• EXERCISE PROMPT:
Output every line of the rows below as a Markdown table with two columns, Num for the line number and Text for the line itself. Leave out blank lines.

• DATA FOR PROCESSING:
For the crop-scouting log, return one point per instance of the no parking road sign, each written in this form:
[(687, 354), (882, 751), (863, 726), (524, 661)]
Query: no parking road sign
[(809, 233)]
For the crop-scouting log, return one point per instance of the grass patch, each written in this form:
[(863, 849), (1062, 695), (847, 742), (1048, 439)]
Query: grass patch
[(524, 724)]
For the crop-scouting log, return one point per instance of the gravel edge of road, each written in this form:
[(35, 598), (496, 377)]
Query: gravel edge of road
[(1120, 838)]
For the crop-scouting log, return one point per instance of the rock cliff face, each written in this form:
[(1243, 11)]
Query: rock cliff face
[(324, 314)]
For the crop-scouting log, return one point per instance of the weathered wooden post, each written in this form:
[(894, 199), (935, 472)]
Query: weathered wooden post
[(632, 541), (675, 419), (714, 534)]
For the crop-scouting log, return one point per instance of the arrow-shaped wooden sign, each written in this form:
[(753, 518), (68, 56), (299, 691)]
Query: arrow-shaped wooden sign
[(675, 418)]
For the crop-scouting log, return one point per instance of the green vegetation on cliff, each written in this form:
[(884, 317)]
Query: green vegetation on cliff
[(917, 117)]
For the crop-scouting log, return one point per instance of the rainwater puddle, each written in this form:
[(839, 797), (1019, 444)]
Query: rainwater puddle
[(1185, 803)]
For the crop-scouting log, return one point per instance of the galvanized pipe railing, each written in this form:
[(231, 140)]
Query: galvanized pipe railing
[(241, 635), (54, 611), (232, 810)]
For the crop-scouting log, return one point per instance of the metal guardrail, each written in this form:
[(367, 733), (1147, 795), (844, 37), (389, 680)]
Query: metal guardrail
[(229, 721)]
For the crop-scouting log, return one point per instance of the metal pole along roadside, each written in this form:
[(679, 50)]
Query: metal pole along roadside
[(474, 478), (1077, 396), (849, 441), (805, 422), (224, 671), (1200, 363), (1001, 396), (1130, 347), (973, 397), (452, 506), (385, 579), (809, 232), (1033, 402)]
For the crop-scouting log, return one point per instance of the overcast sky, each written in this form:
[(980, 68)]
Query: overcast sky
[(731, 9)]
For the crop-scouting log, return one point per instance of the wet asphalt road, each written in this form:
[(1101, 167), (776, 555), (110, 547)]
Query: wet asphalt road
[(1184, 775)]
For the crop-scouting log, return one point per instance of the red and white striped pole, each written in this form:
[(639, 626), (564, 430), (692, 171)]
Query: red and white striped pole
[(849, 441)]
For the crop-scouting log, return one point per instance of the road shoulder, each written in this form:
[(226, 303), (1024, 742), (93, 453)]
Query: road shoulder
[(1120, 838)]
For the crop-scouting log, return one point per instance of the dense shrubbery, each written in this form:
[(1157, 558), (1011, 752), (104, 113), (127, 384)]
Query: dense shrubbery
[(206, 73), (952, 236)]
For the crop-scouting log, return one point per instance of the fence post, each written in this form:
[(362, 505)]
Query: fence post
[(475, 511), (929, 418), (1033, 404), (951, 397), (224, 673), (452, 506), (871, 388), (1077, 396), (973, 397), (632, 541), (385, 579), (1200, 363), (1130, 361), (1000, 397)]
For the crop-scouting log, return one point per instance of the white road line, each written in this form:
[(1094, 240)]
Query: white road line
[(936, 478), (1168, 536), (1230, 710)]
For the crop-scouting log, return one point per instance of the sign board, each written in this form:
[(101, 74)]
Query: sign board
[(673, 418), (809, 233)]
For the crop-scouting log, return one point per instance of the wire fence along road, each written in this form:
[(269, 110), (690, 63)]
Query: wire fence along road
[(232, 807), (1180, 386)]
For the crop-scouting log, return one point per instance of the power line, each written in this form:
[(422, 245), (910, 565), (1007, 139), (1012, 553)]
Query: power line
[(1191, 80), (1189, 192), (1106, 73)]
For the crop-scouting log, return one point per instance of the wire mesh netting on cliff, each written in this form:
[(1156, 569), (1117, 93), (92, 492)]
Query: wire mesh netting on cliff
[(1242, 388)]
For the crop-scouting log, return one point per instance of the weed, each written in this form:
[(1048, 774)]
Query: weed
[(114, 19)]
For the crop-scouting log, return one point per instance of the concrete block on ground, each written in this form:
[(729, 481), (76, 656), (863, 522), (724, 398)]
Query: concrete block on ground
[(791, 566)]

• THE REPLY:
| Num | Text |
|---|---|
| 1 | For the crop-scouting log, return one point per instance of the no parking road sign, each written in this form: |
| 2 | [(687, 354), (882, 751), (863, 726), (524, 661)] |
| 3 | Query: no parking road sign |
| 4 | [(809, 233)] |
| 5 | For the crop-scouting log, return one point per instance of the grass patch, each written in this form: |
| 6 | [(863, 849), (1062, 695), (847, 742), (1048, 439)] |
| 7 | Query: grass patch |
| 8 | [(524, 724)] |
| 9 | For the crop-scouting log, return one point per instance of the gravel edge of road, each written in this form: |
| 10 | [(35, 598), (496, 377)] |
| 11 | Query: gravel edge of road |
| 12 | [(1120, 838)] |
| 13 | For the crop-scouting log, return one point per instance of the rock cliff face, each written in this form: |
| 14 | [(1243, 11)] |
| 15 | Query: rock cliff face |
| 16 | [(324, 314)] |
| 17 | For the crop-scouting log, return one point per instance of the weathered wooden post, each written in this form: |
| 18 | [(894, 199), (935, 472)] |
| 19 | Query: weathered wooden post |
| 20 | [(632, 541), (675, 419), (714, 534)] |
| 21 | For the crop-scouting log, return one point per instance of the arrow-shaped wooden sign, each written in this form: |
| 22 | [(753, 518), (68, 56), (299, 691)] |
| 23 | Query: arrow-shaped wooden sign |
| 24 | [(675, 418)] |
| 25 | For the crop-scouting log, return one point per instance of the green vegetation on cliff, each written in this form: |
| 26 | [(884, 317)] |
| 27 | Query: green vegetation on cliff |
| 28 | [(917, 117)] |
| 29 | For the crop-scouting log, return one point per instance of the rainwater puddle, each written in this form: |
| 30 | [(839, 797), (1019, 444)] |
| 31 | Query: rainwater puddle |
| 32 | [(1185, 803)] |
| 33 | For the crop-scouting log, return one point per instance of the galvanized pipe railing, each written in this form: |
| 34 | [(231, 140)] |
| 35 | Query: galvanized pipe railing |
| 36 | [(241, 635), (54, 611), (232, 810)] |
| 37 | For the crop-scouting log, return one point per instance of the metal guardrail, each written in this form: |
| 38 | [(367, 733), (1147, 795), (844, 37), (389, 680)] |
| 39 | Query: metal guardrail |
| 40 | [(229, 721)] |
| 41 | For the crop-scouting log, return one point per instance of the metal pole along roadside, each written in this form: |
| 42 | [(679, 50)] |
| 43 | Query: metal pole along roadside |
| 44 | [(474, 478), (1077, 396), (849, 441), (805, 422), (224, 671), (1200, 363), (1001, 396), (1130, 347), (973, 397), (452, 506), (385, 579), (809, 232), (1033, 402)] |
| 45 | For the crop-scouting log, return one point per instance of the overcast sky, each written in this form: |
| 46 | [(980, 68)] |
| 47 | Query: overcast sky |
| 48 | [(731, 9)] |
| 49 | For the crop-scouting log, return one point per instance of the wet asphalt road, each written in this form: |
| 50 | [(1101, 167), (776, 555), (110, 547)] |
| 51 | Query: wet asphalt road |
| 52 | [(1184, 775)] |
| 53 | For the crop-scouting log, return one point per instance of the red and white striped pole, each written in this form: |
| 54 | [(639, 626), (564, 430), (692, 171)] |
| 55 | Query: red and white striped pole |
| 56 | [(849, 441)] |
| 57 | For the crop-scouting log, return one point per instance of the road shoulder, each written in this form: |
| 58 | [(226, 303), (1024, 742), (93, 453)] |
| 59 | Query: road shoulder |
| 60 | [(1120, 838)] |
| 61 | For the crop-scouting log, return one point per instance of the dense shrubbery, each written in this form: |
| 62 | [(1157, 558), (1011, 752), (104, 113), (127, 384)] |
| 63 | Query: dense shrubbery |
| 64 | [(206, 73), (952, 236)] |
| 65 | For the crop-scouting log, return one point per instance of the fence post, each written in this form: |
| 66 | [(362, 505)] |
| 67 | Query: fence post |
| 68 | [(475, 511), (929, 418), (1033, 404), (951, 397), (224, 673), (452, 506), (871, 388), (1077, 396), (973, 397), (632, 541), (385, 579), (1200, 363), (1130, 361), (1000, 397)] |
| 69 | For the crop-scouting log, return one point per instance of the white road line, each written in this form: |
| 70 | [(1094, 240)] |
| 71 | Query: white road line |
| 72 | [(936, 478), (1168, 536), (1230, 710)] |
| 73 | For the crop-scouting log, return one point per instance of the sign board, each written in this form: |
| 74 | [(101, 74)] |
| 75 | Query: sign board |
| 76 | [(673, 418), (809, 233)] |
| 77 | For the crop-scouting log, return one point per instance of the wire fence along road, each written in this form: |
| 78 | [(269, 110), (690, 63)] |
| 79 | Query: wire fence along road |
| 80 | [(232, 807), (1180, 386)] |
| 81 | For the crop-scouting log, return one point per instance of the power line, each written in this form: |
| 82 | [(422, 245), (910, 565), (1007, 139), (1012, 553)] |
| 83 | Query: power line |
| 84 | [(1191, 80), (1189, 192), (1106, 73)] |
| 85 | For the crop-scouting log, return one point per instance of the wire mesh netting on cliff, each written in this form: |
| 86 | [(1156, 569), (1117, 93), (92, 492)] |
| 87 | Query: wire mesh netting on cliff |
| 88 | [(1242, 388)] |
| 89 | For the crop-scouting log, return one point per instance of the weed, each written in this form: |
| 90 | [(1048, 774)] |
| 91 | Query: weed |
| 92 | [(114, 19)] |
| 93 | For the crop-scouting log, return one point per instance of the concrete block on ground, each written in this form: |
| 94 | [(729, 481), (76, 656), (863, 522), (724, 398)] |
| 95 | Query: concrete block on ground |
| 96 | [(791, 566)] |